The results proved to be inconclusive for Nye due to the inconsistency in breakdown when it comes to her African origin. Most of the world’s population have originated in African culture and yet most DNA testing sites do not have the capacity to trace the origins of the people’s African heritage. That, in turn, caused plenty of people to declare racism towards the DNA testing facility.
Since then, multiple initiative projects in the African regions have been launched to address the situation at hand and improve their database. The company has established the “African Genetics Project” in which people in Africa were given free DNA testing kits to people with all 4 of their grandparents being born in the same African country, tribe, or ethnic group. Further projects such as the “Populations Collaborations Project” are now underway with this one, in particular, allows them to study remote conglomerations and send their data directly to their database.
However, this has only caused more controversy on the company as it has been shown that they are selling the information they received from those African people to major drug companies for research purposes to create new forms of medicines to sell back to the very same people who’s DNA was used to form the new medications in the first place. The users in Africa were just informed if they would agree to participate in scientific research when they sign up for the DNA testing without informing them of the actual details they would be given away.

Check your understanding
(a) Copy the passage on DNA testing and African ancestry word for word, from "The results proved" to "DNA testing facility.".
(b) According to the passage on DNA testing and African ancestry, what three things could all four grandparents share by birth to qualify someone for a free kit under the "African Genetics Project"?
(c) In the passage on DNA testing and African ancestry, to whom is the company shown to be selling the information from African participants?

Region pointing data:
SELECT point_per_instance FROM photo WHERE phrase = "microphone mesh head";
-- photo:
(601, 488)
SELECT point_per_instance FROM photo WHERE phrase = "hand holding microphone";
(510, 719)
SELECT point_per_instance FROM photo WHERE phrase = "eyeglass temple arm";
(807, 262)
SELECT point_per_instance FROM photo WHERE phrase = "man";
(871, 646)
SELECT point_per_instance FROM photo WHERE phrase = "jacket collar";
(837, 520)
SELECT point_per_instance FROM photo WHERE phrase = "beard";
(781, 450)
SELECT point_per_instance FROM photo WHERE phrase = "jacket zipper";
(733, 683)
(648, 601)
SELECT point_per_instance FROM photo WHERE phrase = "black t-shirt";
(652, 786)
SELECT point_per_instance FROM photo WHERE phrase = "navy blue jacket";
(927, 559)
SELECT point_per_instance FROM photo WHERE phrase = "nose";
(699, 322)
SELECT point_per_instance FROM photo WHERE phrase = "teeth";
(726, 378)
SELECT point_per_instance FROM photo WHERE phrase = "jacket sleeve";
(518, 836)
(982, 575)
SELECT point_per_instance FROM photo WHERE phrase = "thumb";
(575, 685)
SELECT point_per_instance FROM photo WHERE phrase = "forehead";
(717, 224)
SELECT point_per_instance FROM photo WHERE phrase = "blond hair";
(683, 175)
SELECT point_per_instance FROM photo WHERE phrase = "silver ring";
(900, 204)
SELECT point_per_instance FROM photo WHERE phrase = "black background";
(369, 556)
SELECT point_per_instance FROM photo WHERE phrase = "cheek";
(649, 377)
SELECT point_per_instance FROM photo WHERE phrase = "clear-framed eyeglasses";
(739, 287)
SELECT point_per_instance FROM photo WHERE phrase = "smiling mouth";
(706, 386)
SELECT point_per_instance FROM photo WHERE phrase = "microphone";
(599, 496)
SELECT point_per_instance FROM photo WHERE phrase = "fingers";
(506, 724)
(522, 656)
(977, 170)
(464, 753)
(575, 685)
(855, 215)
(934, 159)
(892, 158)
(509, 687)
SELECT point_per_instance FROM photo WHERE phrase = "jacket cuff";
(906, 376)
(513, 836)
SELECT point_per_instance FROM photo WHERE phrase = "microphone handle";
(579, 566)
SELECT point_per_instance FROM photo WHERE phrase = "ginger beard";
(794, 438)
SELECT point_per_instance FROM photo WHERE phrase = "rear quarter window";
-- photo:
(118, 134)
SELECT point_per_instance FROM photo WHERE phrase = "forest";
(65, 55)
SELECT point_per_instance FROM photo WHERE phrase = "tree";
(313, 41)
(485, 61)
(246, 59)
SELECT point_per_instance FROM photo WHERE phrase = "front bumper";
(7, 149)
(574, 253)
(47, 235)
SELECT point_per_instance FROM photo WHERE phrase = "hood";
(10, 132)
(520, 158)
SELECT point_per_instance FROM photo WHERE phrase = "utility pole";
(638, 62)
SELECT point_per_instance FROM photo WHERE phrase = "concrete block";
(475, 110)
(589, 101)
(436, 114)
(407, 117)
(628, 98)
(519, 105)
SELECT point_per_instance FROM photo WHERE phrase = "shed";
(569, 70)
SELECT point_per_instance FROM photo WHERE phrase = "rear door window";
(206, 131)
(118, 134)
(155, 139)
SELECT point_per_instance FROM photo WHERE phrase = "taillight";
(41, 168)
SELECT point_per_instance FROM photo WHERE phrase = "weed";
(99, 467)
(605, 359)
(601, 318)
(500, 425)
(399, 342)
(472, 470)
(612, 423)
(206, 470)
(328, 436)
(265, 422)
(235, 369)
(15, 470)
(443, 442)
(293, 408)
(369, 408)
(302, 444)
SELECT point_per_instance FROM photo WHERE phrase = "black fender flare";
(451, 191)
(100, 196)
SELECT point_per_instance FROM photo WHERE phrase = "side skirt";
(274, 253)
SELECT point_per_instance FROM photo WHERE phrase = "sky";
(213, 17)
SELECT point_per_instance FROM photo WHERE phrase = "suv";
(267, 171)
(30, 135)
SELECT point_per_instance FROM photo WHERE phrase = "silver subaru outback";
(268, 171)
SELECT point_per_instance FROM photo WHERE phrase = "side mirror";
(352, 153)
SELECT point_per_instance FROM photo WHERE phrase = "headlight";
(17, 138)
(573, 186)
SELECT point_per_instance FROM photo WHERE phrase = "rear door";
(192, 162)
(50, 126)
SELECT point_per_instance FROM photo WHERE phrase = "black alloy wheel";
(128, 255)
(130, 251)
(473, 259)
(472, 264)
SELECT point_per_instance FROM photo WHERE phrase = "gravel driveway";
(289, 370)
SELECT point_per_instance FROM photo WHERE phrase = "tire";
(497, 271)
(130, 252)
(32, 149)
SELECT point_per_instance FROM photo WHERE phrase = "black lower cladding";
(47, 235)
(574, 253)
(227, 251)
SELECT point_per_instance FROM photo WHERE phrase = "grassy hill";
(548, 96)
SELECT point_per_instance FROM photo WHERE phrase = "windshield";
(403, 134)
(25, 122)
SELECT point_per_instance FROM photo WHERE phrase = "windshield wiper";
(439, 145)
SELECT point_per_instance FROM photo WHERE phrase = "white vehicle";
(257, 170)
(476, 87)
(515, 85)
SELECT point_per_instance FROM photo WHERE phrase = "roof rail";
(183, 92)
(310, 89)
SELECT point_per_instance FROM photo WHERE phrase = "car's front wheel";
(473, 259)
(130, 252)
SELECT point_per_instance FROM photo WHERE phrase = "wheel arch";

Responses per task
(a)
The results proved to be inconclusive for Nye due to the inconsistency in breakdown when it comes to her African origin. Most of the world’s population have originated in African culture and yet most DNA testing sites do not have the capacity to trace the origins of the people’s African heritage. That, in turn, caused plenty of people to declare racism towards the DNA testing facility.

(b)
- The same African country
- The same tribe
- The same ethnic group

(c) Major drug companies